>>>>>
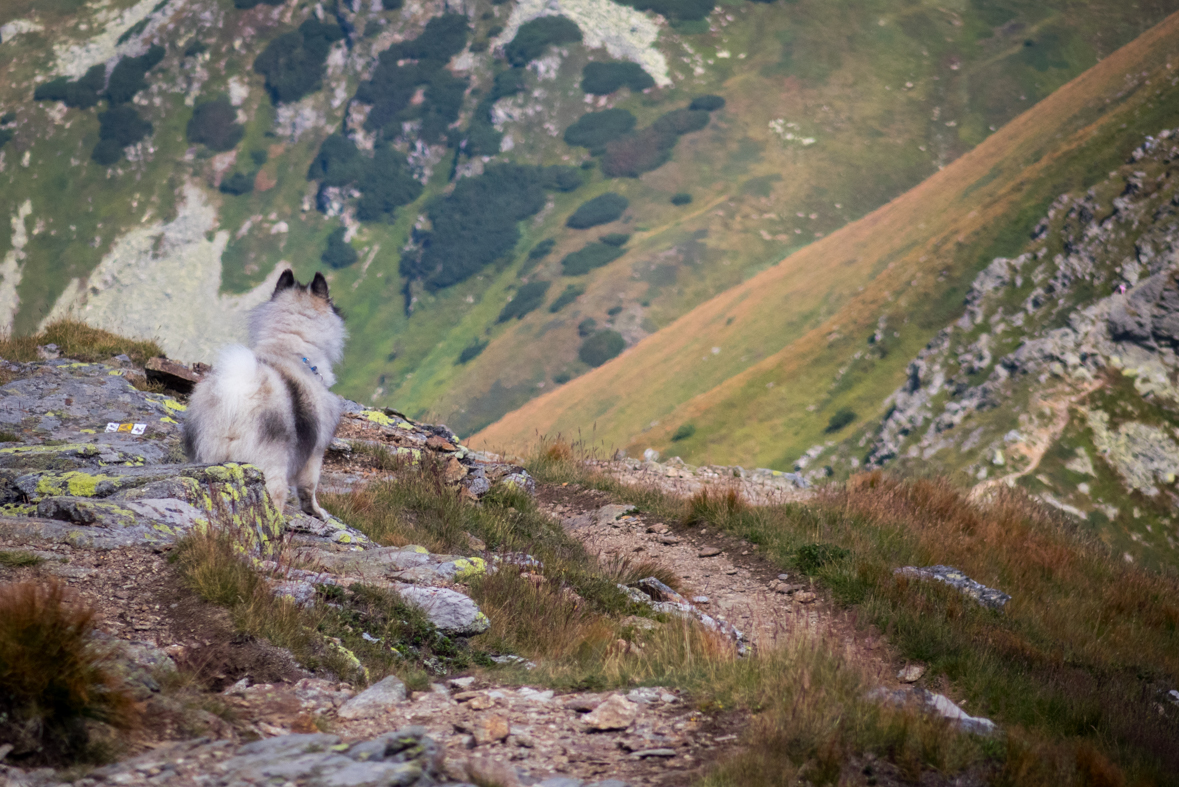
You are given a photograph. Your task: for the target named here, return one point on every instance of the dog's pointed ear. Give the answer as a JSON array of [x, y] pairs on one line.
[[285, 282], [320, 286]]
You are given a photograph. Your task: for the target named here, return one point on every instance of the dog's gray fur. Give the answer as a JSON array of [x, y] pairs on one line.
[[269, 404]]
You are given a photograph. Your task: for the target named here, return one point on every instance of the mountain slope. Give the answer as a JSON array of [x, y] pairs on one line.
[[829, 111], [792, 344]]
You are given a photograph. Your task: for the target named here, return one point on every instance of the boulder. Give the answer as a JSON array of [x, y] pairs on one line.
[[376, 700]]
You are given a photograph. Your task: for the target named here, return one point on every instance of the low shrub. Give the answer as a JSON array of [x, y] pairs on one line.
[[674, 10], [541, 249], [442, 38], [53, 678], [386, 185], [292, 63], [507, 83], [680, 121], [590, 257], [533, 37], [215, 125], [706, 103], [475, 224], [337, 163], [527, 298], [471, 351], [840, 420], [601, 346], [561, 178], [603, 209], [595, 130], [605, 78], [127, 77], [80, 93], [237, 184], [118, 127], [338, 252], [631, 156], [571, 293]]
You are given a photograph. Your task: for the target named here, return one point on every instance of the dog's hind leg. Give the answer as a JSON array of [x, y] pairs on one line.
[[305, 484], [277, 485]]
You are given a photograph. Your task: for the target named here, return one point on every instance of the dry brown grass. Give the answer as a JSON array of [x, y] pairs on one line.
[[54, 680], [79, 342]]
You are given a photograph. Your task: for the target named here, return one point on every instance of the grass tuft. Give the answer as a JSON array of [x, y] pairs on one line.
[[53, 679]]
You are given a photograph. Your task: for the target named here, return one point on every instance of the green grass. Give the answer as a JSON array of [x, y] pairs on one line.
[[1066, 669]]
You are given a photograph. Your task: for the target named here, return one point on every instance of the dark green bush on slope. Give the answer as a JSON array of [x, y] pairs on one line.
[[601, 209], [527, 298], [337, 163], [475, 224], [535, 35], [80, 93], [471, 351], [674, 10], [338, 252], [706, 103], [215, 125], [572, 292], [292, 63], [590, 257], [237, 184], [386, 185], [631, 156], [594, 130], [605, 78], [127, 77], [392, 87], [118, 127], [601, 346]]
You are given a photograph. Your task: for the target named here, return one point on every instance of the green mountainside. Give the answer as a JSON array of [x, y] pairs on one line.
[[505, 199], [1013, 319]]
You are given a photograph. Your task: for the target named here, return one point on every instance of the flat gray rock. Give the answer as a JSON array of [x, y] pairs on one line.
[[377, 699]]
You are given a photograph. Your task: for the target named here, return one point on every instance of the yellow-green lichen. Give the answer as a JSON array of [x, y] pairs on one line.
[[468, 568]]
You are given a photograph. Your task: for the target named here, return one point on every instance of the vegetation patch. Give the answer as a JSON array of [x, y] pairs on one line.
[[215, 125], [118, 127], [80, 93], [603, 209], [53, 678], [475, 224], [237, 184], [292, 63], [601, 346], [527, 298], [605, 78], [595, 130], [472, 351], [338, 252], [535, 35], [571, 293], [127, 77], [590, 257]]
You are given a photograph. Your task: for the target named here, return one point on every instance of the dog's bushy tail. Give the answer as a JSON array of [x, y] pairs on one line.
[[222, 404]]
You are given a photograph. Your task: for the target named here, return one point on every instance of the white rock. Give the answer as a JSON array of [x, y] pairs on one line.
[[377, 699]]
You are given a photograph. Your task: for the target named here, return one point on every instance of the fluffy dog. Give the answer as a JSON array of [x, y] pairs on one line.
[[269, 404]]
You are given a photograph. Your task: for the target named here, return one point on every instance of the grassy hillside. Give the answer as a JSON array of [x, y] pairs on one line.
[[830, 111], [761, 370]]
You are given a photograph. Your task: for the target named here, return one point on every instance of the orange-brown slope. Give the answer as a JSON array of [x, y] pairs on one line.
[[795, 324]]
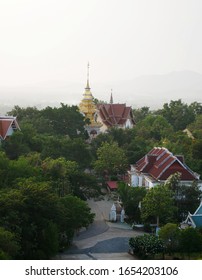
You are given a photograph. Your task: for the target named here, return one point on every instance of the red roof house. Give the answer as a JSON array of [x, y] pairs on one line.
[[156, 166], [7, 126], [115, 115], [112, 185]]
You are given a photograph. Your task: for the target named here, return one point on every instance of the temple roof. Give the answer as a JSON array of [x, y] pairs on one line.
[[114, 114], [160, 164], [7, 122]]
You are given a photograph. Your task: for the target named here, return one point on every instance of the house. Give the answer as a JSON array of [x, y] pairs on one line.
[[156, 167], [194, 220], [114, 115], [8, 125], [112, 185]]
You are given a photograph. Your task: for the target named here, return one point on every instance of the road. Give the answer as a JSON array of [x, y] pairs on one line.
[[102, 240]]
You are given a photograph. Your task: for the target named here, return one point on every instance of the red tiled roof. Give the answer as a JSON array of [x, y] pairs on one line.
[[160, 164], [115, 114], [112, 185]]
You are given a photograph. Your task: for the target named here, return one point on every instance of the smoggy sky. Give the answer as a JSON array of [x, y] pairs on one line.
[[48, 42]]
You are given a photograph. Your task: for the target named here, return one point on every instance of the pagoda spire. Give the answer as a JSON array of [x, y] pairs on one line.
[[87, 86], [111, 98]]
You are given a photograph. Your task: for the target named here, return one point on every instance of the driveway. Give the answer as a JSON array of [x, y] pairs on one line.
[[102, 240]]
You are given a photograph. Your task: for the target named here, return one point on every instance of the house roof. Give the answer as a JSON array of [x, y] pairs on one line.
[[112, 185], [114, 114], [7, 122], [160, 163]]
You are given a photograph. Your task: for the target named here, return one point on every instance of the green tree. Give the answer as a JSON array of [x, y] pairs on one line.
[[131, 198], [158, 203], [111, 159], [146, 246], [9, 246], [170, 235], [178, 114], [190, 241], [76, 213]]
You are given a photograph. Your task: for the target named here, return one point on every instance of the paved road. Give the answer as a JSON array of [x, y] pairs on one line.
[[102, 240]]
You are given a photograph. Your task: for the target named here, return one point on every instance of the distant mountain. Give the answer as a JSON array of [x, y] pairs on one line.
[[155, 90], [152, 91]]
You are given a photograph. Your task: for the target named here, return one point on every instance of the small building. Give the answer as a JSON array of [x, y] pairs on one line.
[[8, 125], [115, 115], [156, 167], [194, 220], [112, 185], [102, 117]]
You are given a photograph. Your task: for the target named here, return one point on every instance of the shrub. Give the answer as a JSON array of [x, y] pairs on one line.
[[170, 234], [146, 246]]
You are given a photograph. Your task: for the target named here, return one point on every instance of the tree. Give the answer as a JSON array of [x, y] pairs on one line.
<<<<<
• **What you should do**: Reproduce every entry above word for word, leaving out the pictures.

• **Finished task**:
You are given a photograph. Your task: for the target named here, return one point on every instance of the dog's pointed ear. Give the answer as a JSON array of [x, y] pairs on one line.
[[285, 282], [320, 286]]
You are given a photograph. Your task: for the target named here, return one point on every instance of the dog's gray fur. Give the answer as a JSON array of [x, y] pairs on one line.
[[269, 404]]
You are given a photograph. Your task: for the target named here, return one point on every instance of the mountain slope. Give the answer as a JSON array of [x, y] pairs on one line.
[[829, 111], [792, 344]]
You are given a photograph. Your task: for the target named here, return one point on every instance of the boulder. Give the answer as a JSON array of [x, y] pairs on one line.
[[376, 700]]
You are given a photograph. Your task: for the target named here, return one point on every instance of the low shrub. Give the answer as a JSON array of [x, y] pairs on one line.
[[674, 10], [541, 249], [442, 38], [53, 678], [386, 185], [292, 63], [507, 83], [680, 121], [590, 257], [533, 37], [215, 125], [706, 103], [475, 224], [337, 163], [527, 298], [471, 351], [840, 420], [601, 346], [561, 178], [603, 209], [595, 130], [605, 78], [127, 77], [80, 93], [237, 184], [118, 127], [338, 252], [631, 156], [571, 293]]
You are given a photograph. Your task: for the target named here, return one point on every instance of the dog's hind leg. Give the answer as a JSON array of [x, y] pairs on one line.
[[305, 484], [277, 485]]
You are given a photograph. Your task: for the target named here, return one point on every instance of the dry brown grass. Give the answer as a JSON array of [x, y] pairs on one line.
[[54, 680], [79, 342]]
You are given a photograph. Your task: for the target named here, return one point on every instance of the grass tuft. Give the answer as a JSON array of [x, y] pairs on one line.
[[53, 679]]
You are given a photograph. Your task: for the target named here, return one point on every instance of the green grass. Give the answer as a JSON array of [x, y] pairs on one line.
[[1066, 669]]
You are given a photograph. Your task: for the target named here, return one point on every instance of the dark green bush on slope. Give the answer as a JSON array of [x, y] pairs on one line.
[[601, 209], [527, 298], [337, 163], [475, 224], [535, 35], [80, 93], [471, 351], [674, 10], [338, 252], [706, 103], [215, 125], [572, 292], [292, 63], [590, 257], [237, 184], [386, 185], [631, 156], [594, 130], [605, 78], [127, 77], [392, 87], [118, 127], [601, 346]]
You are given a photograph. Your task: for the target named here, return one point on every instance of the green mountainside. Give the answer as a JSON array of [x, y] pairs on one line.
[[505, 199], [1013, 319]]
You are given a photograph. Your task: for the target named here, return one point on every instance of the flat gray rock. Give the answer as a JSON array of [x, y] pairs on one line.
[[377, 699]]
You are given a photograph. Your task: for the target named here, return one point on every instance of the yellow-green lichen. Give the answer as a JSON array of [x, y] pairs on one line.
[[468, 568]]
You are given a photograph. Your task: for the target named here, return one point on every instance of the vegetation patch. Give the answer as a JSON array of [x, y] pairs on one line.
[[215, 125], [118, 127], [80, 93], [603, 209], [53, 678], [475, 224], [237, 184], [292, 63], [601, 346], [527, 298], [605, 78], [595, 130], [472, 351], [338, 252], [535, 35], [571, 293], [127, 77], [590, 257]]
You are given a photograph. Your task: for the target named here, return one point on every instance of the dog's bushy tail. Give the answer as a JSON array of [x, y] pairs on one line.
[[222, 404]]
You are given a photograph. Your task: for the target named here, return one point on every instance of the white rock. Give the answer as a JSON array of [x, y] pairs on one line.
[[377, 699]]
You are given a photograph. Your task: for the target named here, return one point on every instance of the fluffy dog. Give the answer as a JSON array of [x, y] pairs on one line.
[[269, 404]]
You are given a photograph. Your task: for the target named here, return one point on every instance of the grassy hillside. Give the answer as a JSON array of [x, y] pairs on one line.
[[830, 111], [761, 370]]
You are given a photograph. Your task: for the target named here, return one point on every instance of the orange-brown slope. Give the answer as a JSON array of [x, y] pairs on one line.
[[795, 324]]
You are given a photograph. Your task: for the target named here, return one point on every instance of the red roof house. Give the answer as a JSON array of [x, y] pairs on one line.
[[156, 166], [7, 126], [115, 115], [112, 185]]
You are given a photograph. Your task: for the target named here, return one point on every instance of the temple roof. Give the answer as a JSON array of [x, y] pairs on one line.
[[114, 114], [160, 164], [7, 122]]
You are given a photograph. Your task: for the target named here, return one point on every instance of the house. Give the answer as a JSON array of [x, y] pairs on one line.
[[156, 167], [194, 220], [114, 115], [8, 125], [112, 185]]
You are given a photograph. Your task: for the target named here, return one point on every instance of the road. Give the answer as a JSON array of [x, y] pairs on one line.
[[102, 240]]
You are given a photograph. Your task: for the target named here, return one point on every instance of the red tiled roof. Give the answer as a JSON array of [x, y] pairs on one line.
[[160, 164], [115, 114], [112, 185]]
You are given a photograph. Your task: for the target named here, return one point on every instance of the smoggy sky. Give the answer as a JSON array of [x, y] pairs on one line.
[[48, 42]]
You are given a photograph. Your task: for the target named here, return one point on every instance of the pagoda spire. Give the answer as a JSON array of [x, y] pairs on one line.
[[87, 86], [111, 98]]
You are given a photograph. Your task: for the target named here, return one point on every instance of the driveway. Give the answer as a JSON array of [x, y] pairs on one line.
[[102, 240]]
You are given a photograph. Your task: for the target named here, return one point on every instance of the house roof. Give the answer as a JSON array of [x, y] pairs on one line.
[[112, 185], [114, 114], [7, 122], [160, 163]]
You are given a photograph. Your task: for the target named here, return one point on every instance of the green tree. Give the answer as a JSON array of [x, y] pairs on one line.
[[131, 198], [158, 203], [111, 159], [146, 246], [9, 246], [170, 235], [178, 114], [190, 241], [76, 213]]
You are given a photograph. Your task: for the target named here, return one point on every instance of the paved road. Give the answer as a JSON array of [x, y] pairs on one line.
[[102, 240]]
You are given a photograph. Your task: for the target named here, return one point on every instance of the distant mountain. Give the answer as a JSON array of [x, y] pairs on one line.
[[155, 90], [152, 91]]
You are given a photograph. Your task: for the target named here, return one point on every instance of the small building. Give the answer as a JSON array of [x, y] pairs on one line.
[[8, 125], [115, 115], [156, 167], [194, 220], [112, 185], [102, 117]]
You are given a photograph. Your task: for the target named here, return one point on every instance of the shrub. Give the answer as a JSON array of [x, y] pairs on one line.
[[170, 234], [146, 246]]
You are given a photograph. Your task: for the target named here, return one point on every instance of the tree. Give the answer as a JSON array of [x, y] pairs on one line.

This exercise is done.